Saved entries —
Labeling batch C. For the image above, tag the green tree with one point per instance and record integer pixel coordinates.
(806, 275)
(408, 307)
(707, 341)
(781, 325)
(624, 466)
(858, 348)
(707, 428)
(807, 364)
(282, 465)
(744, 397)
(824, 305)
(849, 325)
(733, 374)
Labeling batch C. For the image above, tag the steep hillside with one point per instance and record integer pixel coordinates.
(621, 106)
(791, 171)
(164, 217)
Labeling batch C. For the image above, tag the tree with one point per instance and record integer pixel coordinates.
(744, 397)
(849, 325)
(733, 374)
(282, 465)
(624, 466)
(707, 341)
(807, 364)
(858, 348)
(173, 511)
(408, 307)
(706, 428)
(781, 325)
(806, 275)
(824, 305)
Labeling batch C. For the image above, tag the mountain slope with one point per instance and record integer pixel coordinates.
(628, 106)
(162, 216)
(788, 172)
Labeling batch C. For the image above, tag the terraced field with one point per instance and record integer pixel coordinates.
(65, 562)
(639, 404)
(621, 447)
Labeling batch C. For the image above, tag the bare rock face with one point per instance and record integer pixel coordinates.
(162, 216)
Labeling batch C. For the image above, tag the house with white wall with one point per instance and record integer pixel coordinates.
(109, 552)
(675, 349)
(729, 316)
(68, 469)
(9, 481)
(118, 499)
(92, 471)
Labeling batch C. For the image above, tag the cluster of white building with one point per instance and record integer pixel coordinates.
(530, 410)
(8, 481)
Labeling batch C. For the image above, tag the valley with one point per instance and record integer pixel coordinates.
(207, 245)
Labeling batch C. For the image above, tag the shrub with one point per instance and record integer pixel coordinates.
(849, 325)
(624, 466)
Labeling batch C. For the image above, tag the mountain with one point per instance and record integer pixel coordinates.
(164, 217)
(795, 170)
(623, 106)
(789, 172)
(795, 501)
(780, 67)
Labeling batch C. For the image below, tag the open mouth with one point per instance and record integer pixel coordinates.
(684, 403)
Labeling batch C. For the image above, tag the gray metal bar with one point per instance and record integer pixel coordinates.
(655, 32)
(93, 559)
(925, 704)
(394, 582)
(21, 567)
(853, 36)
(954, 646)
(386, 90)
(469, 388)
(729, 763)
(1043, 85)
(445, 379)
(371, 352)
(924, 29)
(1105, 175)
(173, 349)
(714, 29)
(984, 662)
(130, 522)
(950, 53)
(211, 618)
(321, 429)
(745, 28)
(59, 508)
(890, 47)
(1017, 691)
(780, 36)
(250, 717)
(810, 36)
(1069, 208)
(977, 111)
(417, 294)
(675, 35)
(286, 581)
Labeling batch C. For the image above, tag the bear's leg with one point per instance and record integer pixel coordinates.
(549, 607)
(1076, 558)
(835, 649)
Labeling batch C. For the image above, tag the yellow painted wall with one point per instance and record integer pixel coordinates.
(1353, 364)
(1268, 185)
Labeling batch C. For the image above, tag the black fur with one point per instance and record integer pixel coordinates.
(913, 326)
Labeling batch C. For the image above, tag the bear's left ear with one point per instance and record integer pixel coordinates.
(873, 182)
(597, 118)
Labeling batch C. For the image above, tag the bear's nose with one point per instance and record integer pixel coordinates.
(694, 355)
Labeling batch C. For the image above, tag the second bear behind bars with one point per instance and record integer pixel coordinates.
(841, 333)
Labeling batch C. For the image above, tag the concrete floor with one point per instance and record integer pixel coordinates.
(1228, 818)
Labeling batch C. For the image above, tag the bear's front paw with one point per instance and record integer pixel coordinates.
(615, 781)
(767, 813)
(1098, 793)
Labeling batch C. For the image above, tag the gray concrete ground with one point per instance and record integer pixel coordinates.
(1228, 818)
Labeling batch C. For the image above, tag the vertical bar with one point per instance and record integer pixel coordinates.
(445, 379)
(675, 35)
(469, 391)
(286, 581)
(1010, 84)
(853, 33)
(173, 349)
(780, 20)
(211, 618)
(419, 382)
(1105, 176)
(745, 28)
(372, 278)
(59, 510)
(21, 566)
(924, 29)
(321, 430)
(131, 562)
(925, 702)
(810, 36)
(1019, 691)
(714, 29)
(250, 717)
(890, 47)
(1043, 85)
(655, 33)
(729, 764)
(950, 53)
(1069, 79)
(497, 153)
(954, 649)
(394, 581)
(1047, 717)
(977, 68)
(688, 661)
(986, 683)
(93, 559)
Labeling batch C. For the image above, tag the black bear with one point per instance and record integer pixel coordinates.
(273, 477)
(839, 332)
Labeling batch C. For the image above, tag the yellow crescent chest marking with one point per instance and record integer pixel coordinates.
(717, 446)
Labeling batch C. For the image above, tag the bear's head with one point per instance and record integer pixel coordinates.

The problem — A word-for-word restatement of the data above is required.

Response to the task —
Labeling batch C. For the image above, tag the green tree with one point per instance and record integer pixel coordinates.
(806, 275)
(408, 307)
(707, 341)
(781, 325)
(624, 466)
(858, 348)
(707, 428)
(807, 364)
(282, 465)
(744, 397)
(824, 305)
(849, 325)
(733, 374)
Labeling batch C. For the image above, tag the steep hillside with one point per instance and record integer pixel coordinates.
(621, 106)
(791, 171)
(164, 217)
Labeling batch C. For the image above, tag the tree with one point per instance and record integer pixel coordinates.
(744, 397)
(849, 325)
(733, 374)
(282, 465)
(624, 466)
(707, 341)
(807, 364)
(858, 348)
(173, 511)
(408, 307)
(706, 428)
(781, 325)
(806, 275)
(824, 305)
Labeling batch C. For the image above, tag the mountain slope with one point per instance and record integer pixel coordinates.
(628, 106)
(162, 216)
(788, 172)
Labeling batch C. For the image above, tag the terraced field with one point per instance and record integer pixel coordinates.
(65, 562)
(639, 404)
(621, 447)
Labeling batch C. For the image above, tag the bare rock face with one point per instance and record integer pixel coordinates.
(162, 216)
Labeling batch C. For the image above, tag the house with white wall with one point per instance and record integer pixel coordinates.
(109, 552)
(675, 349)
(729, 316)
(68, 469)
(9, 481)
(118, 499)
(92, 471)
Labeling batch C. For the image above, tag the cluster of white building with one point per instance and record integer pixel coordinates.
(530, 410)
(8, 481)
Labeling batch C. For the image above, tag the valley with one point per instance and record integer pixel coordinates.
(207, 245)
Labeling batch C. For the image above, tag the shrub with one point per instance and record integer pixel coordinates.
(849, 325)
(624, 466)
Labeling batch C. For the image above, tag the mountain with one point per instance and record integer pixel coordinates.
(164, 217)
(795, 170)
(623, 106)
(789, 172)
(795, 501)
(780, 67)
Labeling batch C. For the image below, tag the open mouth with one point per instance and record integer pixel coordinates.
(684, 403)
Labeling batch C. For the image above, tag the gray metal bar with one point per instance and record integer pixel coordinates.
(655, 32)
(93, 559)
(925, 704)
(394, 582)
(21, 567)
(853, 36)
(954, 646)
(386, 90)
(469, 388)
(729, 763)
(1043, 85)
(445, 379)
(371, 352)
(924, 29)
(1105, 175)
(173, 349)
(714, 29)
(984, 662)
(130, 522)
(950, 53)
(211, 618)
(321, 429)
(745, 28)
(59, 508)
(890, 47)
(1017, 691)
(780, 36)
(250, 717)
(810, 36)
(1069, 208)
(977, 111)
(417, 294)
(675, 35)
(286, 581)
Labeling batch C. For the image above, tag the bear's leg with one point per instance and record integer pixel coordinates.
(549, 607)
(1076, 558)
(835, 649)
Labeling batch C. For the image above, tag the yellow painted wall with one point per instance and record integer pixel coordinates.
(1353, 364)
(1268, 185)
Labeling batch C. For the image above, tag the black fur with one point per instance and record integer pixel coordinates.
(913, 326)
Labeling batch C. For the image above, tag the bear's left ear with one point per instance and record integer pixel coordinates.
(873, 182)
(597, 118)
Labeling batch C. For the image above, tag the bear's nose with one point per instance and record integer pixel coordinates.
(694, 355)
Labeling batch C. For the image above, tag the second bear behind bars with one point per instance and record integer pixel coordinates.
(841, 333)
Labeling batch C. For the image above, tag the concrete floor with one point per instance and record integer pixel coordinates.
(1228, 818)
Labeling batch C. For the image above, tag the bear's front paw with one point per instance and record integer pixel coordinates.
(615, 781)
(767, 813)
(1098, 793)
Labeling batch C. For the image above, tag the gray concrete ground with one point per instance and record integer pixel coordinates.
(1228, 818)
Labeling batch C. For the image above, tag the vertical bar with one point per instance and record integer pixel coordinates.
(445, 379)
(675, 35)
(469, 391)
(286, 581)
(1010, 84)
(853, 33)
(173, 349)
(780, 20)
(211, 618)
(419, 382)
(1105, 176)
(745, 28)
(372, 278)
(59, 510)
(21, 566)
(924, 29)
(321, 430)
(131, 562)
(925, 702)
(810, 36)
(1019, 691)
(714, 29)
(250, 717)
(890, 47)
(1043, 85)
(655, 33)
(729, 764)
(950, 53)
(1069, 79)
(497, 153)
(954, 649)
(394, 581)
(1047, 717)
(977, 68)
(688, 661)
(986, 683)
(93, 559)
Labeling batch C. For the image above, tag the black bear with one point per instance and record integer pixel coordinates.
(273, 477)
(839, 332)
Labeling batch C. For the image above, tag the yellow crescent chest marking with one point per instance and record integer pixel coordinates.
(717, 446)
Labeling batch C. For the image above, tag the bear's head with one point per instance and record integer pixel coordinates.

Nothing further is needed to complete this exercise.